To their credit, Commissioner Roger Goodell and the NFL responded by convening a physician's conference. They issued a whistle-blower edict that urged player's to report other impaired players. And they adopted baseline testing, developed by Dr. Mark Lovell.

A cognivitive test is given prior to a season and in the case of concussion is followed by a second test. This is an objective way to measure the degree of damage and insure that players are asymptomatic at rest, on an excercise bike, and at practice before they are cleared to play. This is something that every parent should insist on for their "collision sport" children. Pro football may be most visible, but the risk is present in many other sports and at the collegiate, high school and youth levels. The adolescent brain may take three times as long to recover and it is still in formation.

> Problem details
Copy out, word for word, the part of the concussion passage that starts with the words containing "A cognivitive test" and ends with "still in formation.". You won't need the entries for anything here.

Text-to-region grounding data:
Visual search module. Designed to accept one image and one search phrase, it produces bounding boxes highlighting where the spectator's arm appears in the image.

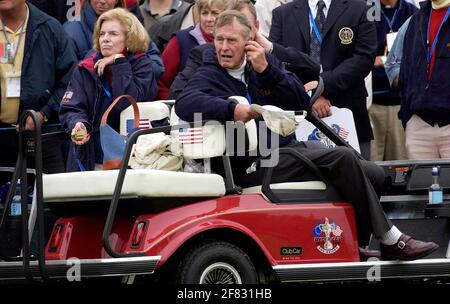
[59,68,92,133]
[169,45,205,99]
[269,10,320,83]
[258,55,309,110]
[175,73,236,122]
[147,41,164,80]
[44,21,77,119]
[384,17,411,87]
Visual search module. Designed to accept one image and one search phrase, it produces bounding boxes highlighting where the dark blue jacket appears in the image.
[372,0,417,105]
[63,3,98,60]
[174,26,199,71]
[19,4,76,122]
[64,3,164,79]
[60,53,157,171]
[399,1,450,127]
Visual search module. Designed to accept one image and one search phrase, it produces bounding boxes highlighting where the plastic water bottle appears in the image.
[10,180,22,216]
[428,167,443,204]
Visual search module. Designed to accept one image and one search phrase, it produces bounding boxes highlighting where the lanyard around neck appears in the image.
[308,9,323,45]
[427,7,450,65]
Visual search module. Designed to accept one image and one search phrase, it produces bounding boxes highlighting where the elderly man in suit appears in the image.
[269,0,377,159]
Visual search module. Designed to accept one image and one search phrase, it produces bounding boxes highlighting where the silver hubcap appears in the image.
[200,262,242,284]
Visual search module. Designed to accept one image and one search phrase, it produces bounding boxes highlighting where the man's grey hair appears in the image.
[214,10,252,39]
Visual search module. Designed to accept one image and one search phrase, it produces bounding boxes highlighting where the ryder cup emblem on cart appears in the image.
[313,217,343,254]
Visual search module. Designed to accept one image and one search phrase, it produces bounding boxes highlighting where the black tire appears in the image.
[177,241,258,284]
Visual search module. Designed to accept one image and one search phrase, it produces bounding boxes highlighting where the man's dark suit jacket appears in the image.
[269,0,377,142]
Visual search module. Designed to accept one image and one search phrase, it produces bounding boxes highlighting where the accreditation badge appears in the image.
[339,27,354,44]
[5,71,22,98]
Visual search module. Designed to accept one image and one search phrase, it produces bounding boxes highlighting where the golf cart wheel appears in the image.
[178,242,258,284]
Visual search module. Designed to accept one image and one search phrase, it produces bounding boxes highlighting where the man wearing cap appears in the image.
[175,10,438,260]
[0,0,76,182]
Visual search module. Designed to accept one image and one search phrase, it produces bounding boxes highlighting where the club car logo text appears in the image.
[313,217,343,254]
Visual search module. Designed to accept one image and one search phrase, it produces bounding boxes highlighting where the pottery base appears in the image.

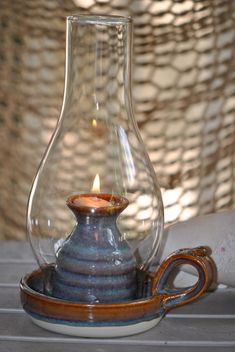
[30,316,162,338]
[20,266,164,338]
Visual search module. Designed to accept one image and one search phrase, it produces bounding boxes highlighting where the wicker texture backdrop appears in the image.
[0,0,235,239]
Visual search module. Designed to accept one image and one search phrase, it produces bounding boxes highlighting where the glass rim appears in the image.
[66,14,132,24]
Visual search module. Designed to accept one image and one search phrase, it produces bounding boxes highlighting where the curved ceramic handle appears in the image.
[151,247,214,311]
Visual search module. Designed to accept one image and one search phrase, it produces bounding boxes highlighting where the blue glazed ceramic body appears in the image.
[52,192,137,303]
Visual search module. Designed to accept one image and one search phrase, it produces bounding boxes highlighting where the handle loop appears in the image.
[151,246,214,311]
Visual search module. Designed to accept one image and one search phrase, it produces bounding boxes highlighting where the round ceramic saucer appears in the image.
[20,267,163,338]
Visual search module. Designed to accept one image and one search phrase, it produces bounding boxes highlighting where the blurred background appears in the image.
[0,0,235,239]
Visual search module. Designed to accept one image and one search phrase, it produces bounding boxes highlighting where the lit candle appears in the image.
[73,174,112,208]
[73,195,112,208]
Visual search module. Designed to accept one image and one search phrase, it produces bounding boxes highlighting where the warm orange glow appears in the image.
[91,119,97,127]
[91,174,100,193]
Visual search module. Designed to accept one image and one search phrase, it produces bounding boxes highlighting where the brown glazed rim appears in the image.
[20,269,161,321]
[66,193,129,216]
[20,246,215,322]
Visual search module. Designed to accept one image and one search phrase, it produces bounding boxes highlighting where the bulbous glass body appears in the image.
[27,15,163,278]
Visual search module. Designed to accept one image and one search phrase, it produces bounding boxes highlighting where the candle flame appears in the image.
[91,119,97,127]
[91,174,100,193]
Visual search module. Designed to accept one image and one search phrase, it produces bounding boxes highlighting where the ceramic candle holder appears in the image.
[51,193,137,303]
[20,247,213,338]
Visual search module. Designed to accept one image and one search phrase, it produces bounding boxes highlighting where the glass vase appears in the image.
[27,15,163,302]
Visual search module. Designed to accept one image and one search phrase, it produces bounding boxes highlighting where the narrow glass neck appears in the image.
[64,15,132,117]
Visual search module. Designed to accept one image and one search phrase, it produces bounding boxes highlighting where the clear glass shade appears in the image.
[27,15,163,269]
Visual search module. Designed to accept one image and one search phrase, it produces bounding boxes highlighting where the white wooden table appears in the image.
[0,241,235,352]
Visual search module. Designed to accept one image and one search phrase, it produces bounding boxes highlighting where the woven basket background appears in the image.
[0,0,235,239]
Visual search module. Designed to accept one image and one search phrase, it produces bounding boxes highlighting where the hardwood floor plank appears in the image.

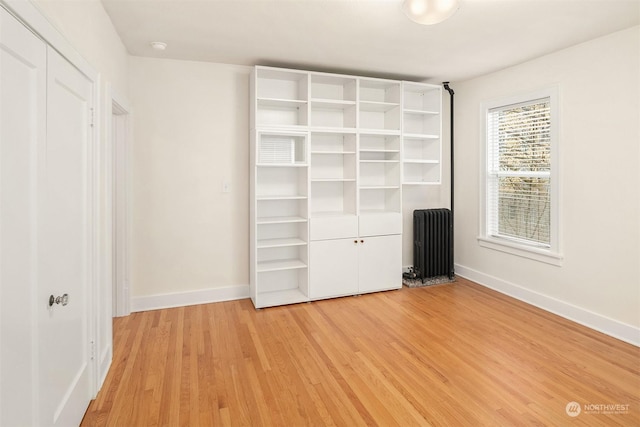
[82,278,640,427]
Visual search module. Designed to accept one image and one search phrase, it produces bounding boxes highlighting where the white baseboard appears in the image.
[455,264,640,347]
[131,285,249,312]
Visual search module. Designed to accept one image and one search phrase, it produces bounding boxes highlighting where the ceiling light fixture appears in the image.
[402,0,460,25]
[149,42,167,50]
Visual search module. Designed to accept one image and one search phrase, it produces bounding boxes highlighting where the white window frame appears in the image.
[478,86,563,266]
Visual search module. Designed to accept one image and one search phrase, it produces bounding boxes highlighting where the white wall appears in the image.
[130,57,251,311]
[452,27,640,344]
[33,0,128,95]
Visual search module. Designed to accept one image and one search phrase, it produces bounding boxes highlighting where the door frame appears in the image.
[105,83,132,317]
[0,0,102,398]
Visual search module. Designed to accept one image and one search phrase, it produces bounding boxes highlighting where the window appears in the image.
[479,90,560,264]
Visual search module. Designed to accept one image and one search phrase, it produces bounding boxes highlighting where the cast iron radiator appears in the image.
[413,209,454,282]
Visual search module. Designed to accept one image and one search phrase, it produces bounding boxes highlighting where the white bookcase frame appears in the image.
[402,82,442,185]
[250,66,442,308]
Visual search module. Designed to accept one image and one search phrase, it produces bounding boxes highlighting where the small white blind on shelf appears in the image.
[259,137,296,164]
[487,98,551,247]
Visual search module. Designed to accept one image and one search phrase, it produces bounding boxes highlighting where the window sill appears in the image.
[478,236,563,267]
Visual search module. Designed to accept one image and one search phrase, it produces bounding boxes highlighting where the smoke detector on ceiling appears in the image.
[149,42,167,51]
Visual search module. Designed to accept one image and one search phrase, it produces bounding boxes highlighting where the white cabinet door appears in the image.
[0,8,47,426]
[358,234,402,294]
[36,48,93,426]
[310,238,360,299]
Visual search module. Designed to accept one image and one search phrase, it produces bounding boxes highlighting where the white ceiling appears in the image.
[102,0,640,82]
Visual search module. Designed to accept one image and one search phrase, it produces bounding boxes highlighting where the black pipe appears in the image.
[442,82,455,279]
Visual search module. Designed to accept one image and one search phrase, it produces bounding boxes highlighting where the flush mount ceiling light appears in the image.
[402,0,460,25]
[149,42,167,50]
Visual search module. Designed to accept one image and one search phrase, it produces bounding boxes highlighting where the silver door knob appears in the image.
[49,294,69,307]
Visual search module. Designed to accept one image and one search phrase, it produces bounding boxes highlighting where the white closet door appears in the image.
[0,8,47,426]
[38,48,92,426]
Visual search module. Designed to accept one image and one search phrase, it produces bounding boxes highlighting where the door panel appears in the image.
[309,239,358,299]
[358,234,402,293]
[38,48,92,425]
[0,8,46,426]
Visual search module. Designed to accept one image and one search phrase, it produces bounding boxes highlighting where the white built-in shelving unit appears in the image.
[402,82,442,185]
[250,66,440,308]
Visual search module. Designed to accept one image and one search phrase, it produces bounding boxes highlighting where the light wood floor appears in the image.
[82,278,640,427]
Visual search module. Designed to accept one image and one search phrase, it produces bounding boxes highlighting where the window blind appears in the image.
[487,98,551,247]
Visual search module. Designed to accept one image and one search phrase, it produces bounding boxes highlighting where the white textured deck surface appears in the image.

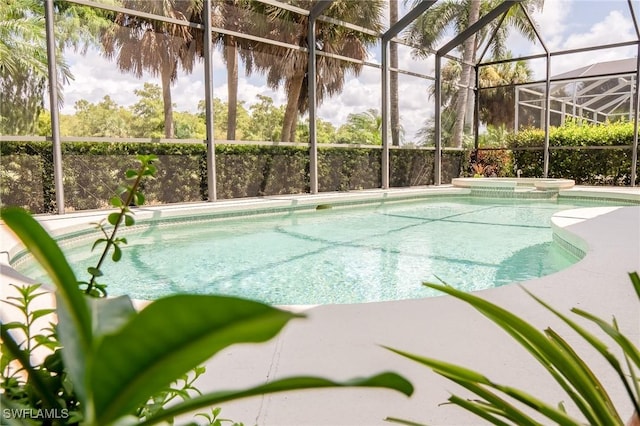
[0,188,640,426]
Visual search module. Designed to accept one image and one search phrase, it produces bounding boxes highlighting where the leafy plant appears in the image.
[0,157,413,425]
[388,272,640,426]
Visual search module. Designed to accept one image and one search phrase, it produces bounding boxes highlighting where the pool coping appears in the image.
[0,187,640,426]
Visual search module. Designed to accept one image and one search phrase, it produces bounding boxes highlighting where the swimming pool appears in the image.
[18,197,600,305]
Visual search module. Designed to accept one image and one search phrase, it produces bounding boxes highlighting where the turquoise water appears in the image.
[19,199,578,304]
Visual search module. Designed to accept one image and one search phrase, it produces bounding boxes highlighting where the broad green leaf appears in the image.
[425,284,616,424]
[0,323,61,409]
[56,292,93,404]
[31,309,56,321]
[87,266,103,277]
[124,214,136,226]
[0,393,42,426]
[111,244,122,262]
[135,192,144,206]
[2,207,91,352]
[91,238,108,251]
[571,308,640,368]
[140,373,413,426]
[107,212,121,226]
[109,196,122,207]
[87,296,136,341]
[91,295,306,424]
[525,290,640,418]
[629,272,640,300]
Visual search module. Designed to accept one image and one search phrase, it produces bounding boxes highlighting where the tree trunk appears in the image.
[389,0,400,146]
[161,63,177,138]
[280,73,304,142]
[224,36,238,141]
[451,0,481,147]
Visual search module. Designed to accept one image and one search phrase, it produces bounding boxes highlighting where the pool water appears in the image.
[19,198,578,305]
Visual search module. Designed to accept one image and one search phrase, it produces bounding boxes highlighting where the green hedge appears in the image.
[510,122,640,185]
[0,142,464,213]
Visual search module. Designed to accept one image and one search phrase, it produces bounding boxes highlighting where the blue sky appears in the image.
[57,0,640,141]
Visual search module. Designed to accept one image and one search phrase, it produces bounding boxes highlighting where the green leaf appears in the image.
[109,196,122,207]
[0,323,61,408]
[134,192,144,206]
[31,309,56,321]
[140,373,413,426]
[88,296,136,341]
[107,212,121,226]
[425,284,618,424]
[124,214,136,226]
[111,244,122,262]
[2,207,91,356]
[87,266,103,277]
[91,295,299,424]
[91,238,109,251]
[629,272,640,300]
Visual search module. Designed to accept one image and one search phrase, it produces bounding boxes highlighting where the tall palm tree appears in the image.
[407,0,544,146]
[0,0,108,134]
[389,0,400,146]
[479,54,533,129]
[248,0,384,141]
[213,0,260,140]
[102,0,203,138]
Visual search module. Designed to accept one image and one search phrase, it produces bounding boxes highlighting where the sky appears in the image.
[57,0,640,142]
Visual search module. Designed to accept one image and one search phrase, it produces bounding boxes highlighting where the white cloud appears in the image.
[532,0,575,50]
[562,10,636,49]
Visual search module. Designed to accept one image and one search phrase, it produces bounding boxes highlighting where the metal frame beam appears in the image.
[44,0,64,214]
[627,0,640,186]
[381,0,437,43]
[380,0,437,189]
[433,0,523,185]
[437,0,523,56]
[203,0,218,201]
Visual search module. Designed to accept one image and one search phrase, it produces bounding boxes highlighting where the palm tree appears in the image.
[0,0,108,134]
[407,0,544,146]
[389,0,400,146]
[252,0,383,141]
[419,56,533,144]
[213,0,256,140]
[479,54,533,129]
[102,0,203,138]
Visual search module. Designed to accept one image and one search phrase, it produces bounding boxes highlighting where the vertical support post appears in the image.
[307,16,318,194]
[473,64,480,163]
[202,0,218,201]
[380,39,391,189]
[433,54,442,186]
[631,47,640,186]
[44,0,64,214]
[542,52,551,178]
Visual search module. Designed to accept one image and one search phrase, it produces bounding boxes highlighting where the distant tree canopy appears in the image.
[37,83,396,145]
[0,0,110,135]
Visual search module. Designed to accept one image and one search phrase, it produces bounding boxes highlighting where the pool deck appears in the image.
[0,186,640,426]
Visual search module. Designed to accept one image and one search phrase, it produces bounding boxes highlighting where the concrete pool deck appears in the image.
[0,187,640,426]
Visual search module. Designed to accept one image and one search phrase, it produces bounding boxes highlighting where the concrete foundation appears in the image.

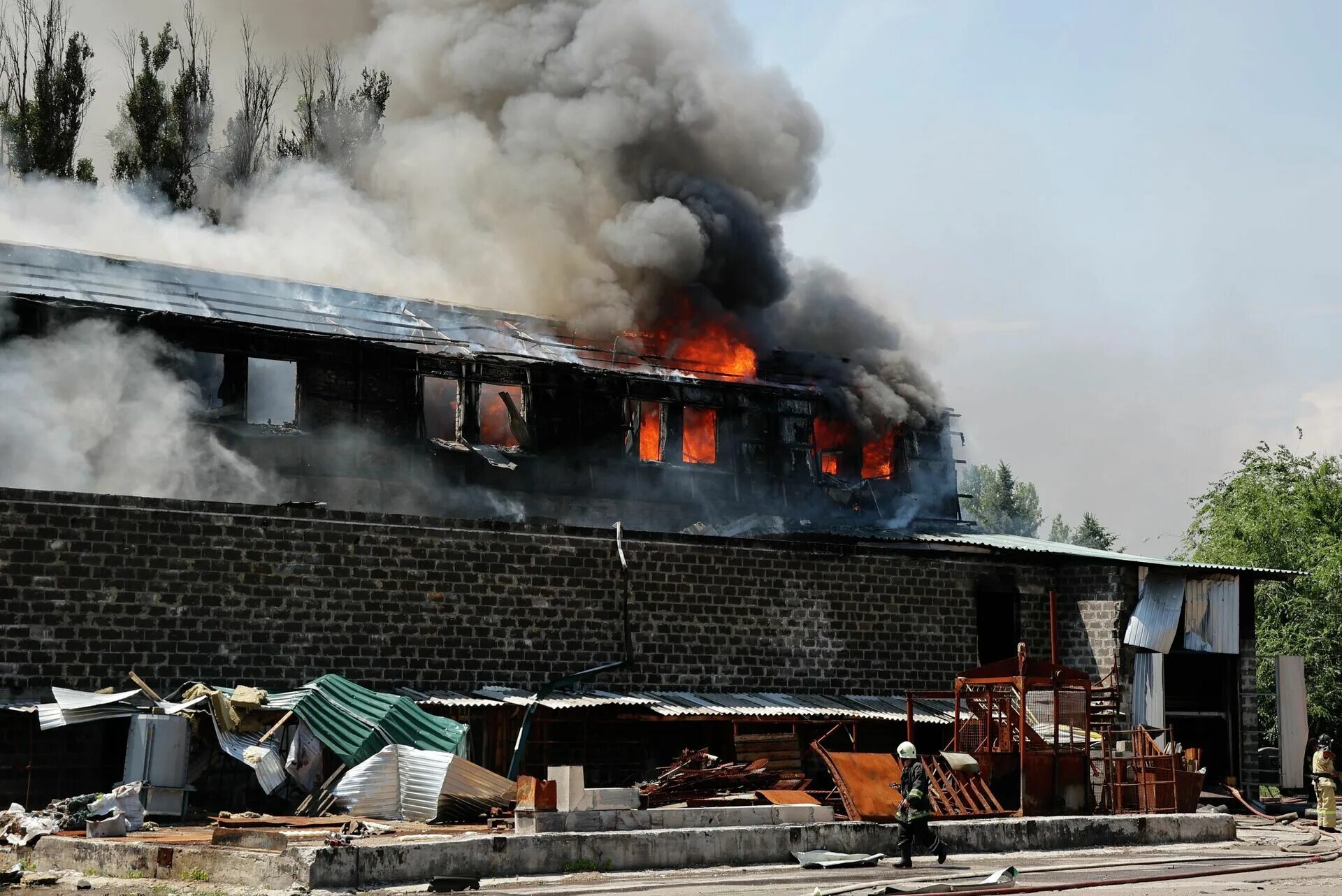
[32,814,1234,889]
[515,804,835,834]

> Written reply
A cognivitive test is given prior to a season and in the case of concussion is followed by a second test. This is an objective way to measure the degree of damage and insure that players are asymptomatic at rest, on an excercise bike, and at practice before they are cleared to play. This is something that every parent should insist on for their "collision sport" children. Pro football may be most visible, but the risk is present in many other sports and at the collegiate, high school and youth levels. The adolescent brain may take three times as long to recover and it is still in formation.